### Stated exercise
Find each row below that contains the string "street", and copy those rows. Case counts.
-- start of Dataset --
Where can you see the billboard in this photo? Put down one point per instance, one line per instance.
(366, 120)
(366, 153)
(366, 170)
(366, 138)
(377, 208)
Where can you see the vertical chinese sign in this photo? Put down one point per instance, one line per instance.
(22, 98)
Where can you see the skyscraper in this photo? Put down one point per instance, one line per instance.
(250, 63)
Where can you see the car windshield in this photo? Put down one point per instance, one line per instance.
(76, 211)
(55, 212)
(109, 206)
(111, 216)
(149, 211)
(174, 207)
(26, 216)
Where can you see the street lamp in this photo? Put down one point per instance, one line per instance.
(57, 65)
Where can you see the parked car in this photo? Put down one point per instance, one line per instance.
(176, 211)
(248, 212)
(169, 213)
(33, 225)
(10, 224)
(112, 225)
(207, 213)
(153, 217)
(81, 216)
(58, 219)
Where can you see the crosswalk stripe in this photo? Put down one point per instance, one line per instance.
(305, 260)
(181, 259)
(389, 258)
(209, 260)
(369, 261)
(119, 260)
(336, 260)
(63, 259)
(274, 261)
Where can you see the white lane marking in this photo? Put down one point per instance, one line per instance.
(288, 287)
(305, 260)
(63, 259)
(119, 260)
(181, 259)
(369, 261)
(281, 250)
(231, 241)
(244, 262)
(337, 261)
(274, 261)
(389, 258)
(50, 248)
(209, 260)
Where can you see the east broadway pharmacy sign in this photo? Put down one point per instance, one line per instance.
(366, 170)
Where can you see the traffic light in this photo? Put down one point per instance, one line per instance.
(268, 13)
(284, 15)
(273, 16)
-- end of Dataset --
-- start of Dataset --
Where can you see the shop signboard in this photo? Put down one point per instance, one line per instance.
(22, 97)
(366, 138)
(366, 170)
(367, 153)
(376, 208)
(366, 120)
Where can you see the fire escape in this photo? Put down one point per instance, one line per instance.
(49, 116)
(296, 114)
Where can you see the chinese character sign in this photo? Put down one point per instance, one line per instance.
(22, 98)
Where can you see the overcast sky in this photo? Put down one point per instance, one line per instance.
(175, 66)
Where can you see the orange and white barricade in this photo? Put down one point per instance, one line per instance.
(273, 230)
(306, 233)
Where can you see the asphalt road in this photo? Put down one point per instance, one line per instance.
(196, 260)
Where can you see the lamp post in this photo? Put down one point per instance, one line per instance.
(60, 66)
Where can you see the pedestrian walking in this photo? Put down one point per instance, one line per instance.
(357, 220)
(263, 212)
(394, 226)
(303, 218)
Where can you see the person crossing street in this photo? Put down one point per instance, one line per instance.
-- end of Dataset --
-- start of Dataset --
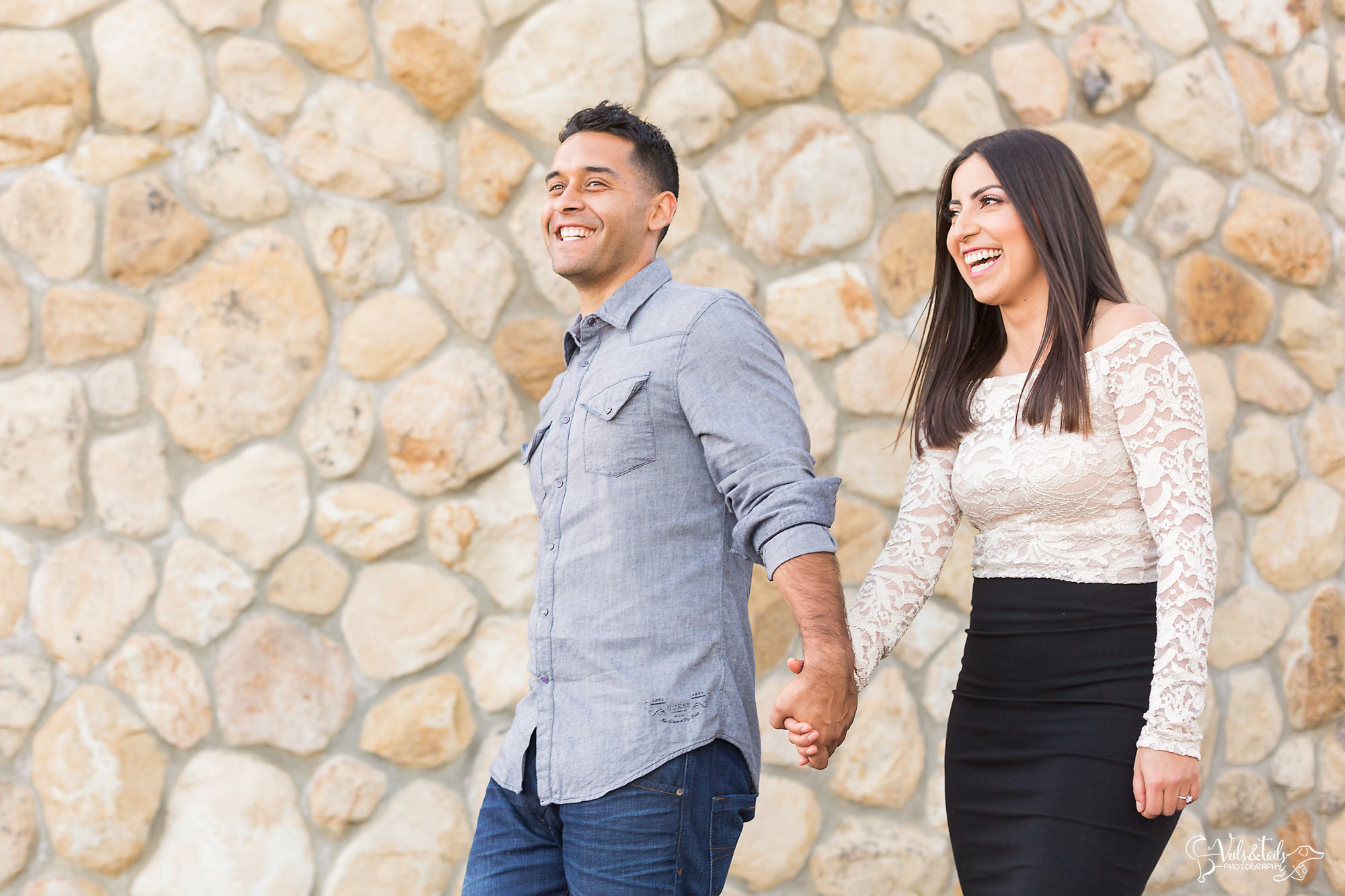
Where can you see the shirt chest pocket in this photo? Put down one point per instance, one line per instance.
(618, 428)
-- end of Dataset --
### Exercise solution
Where can you see the street lamp in this photo? Put down one point per instance, one line per instance.
Where can you see the person crossing street in this photo? Put down one point per instance, one line per instance.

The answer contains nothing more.